YOUR GOAL:
Rewrite the entries below, changing "Coordinates" to "Points" and keeping everything else the same. Leave the pictures out of your answer.

* START RECORD LIST *

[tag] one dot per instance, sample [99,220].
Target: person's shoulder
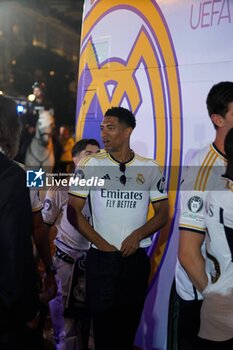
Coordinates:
[201,155]
[10,168]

* END RECORD LIST *

CORRECT RESPONSE:
[tag] one dot per instance, sample [99,220].
Target: person's shoulder
Points:
[201,155]
[10,168]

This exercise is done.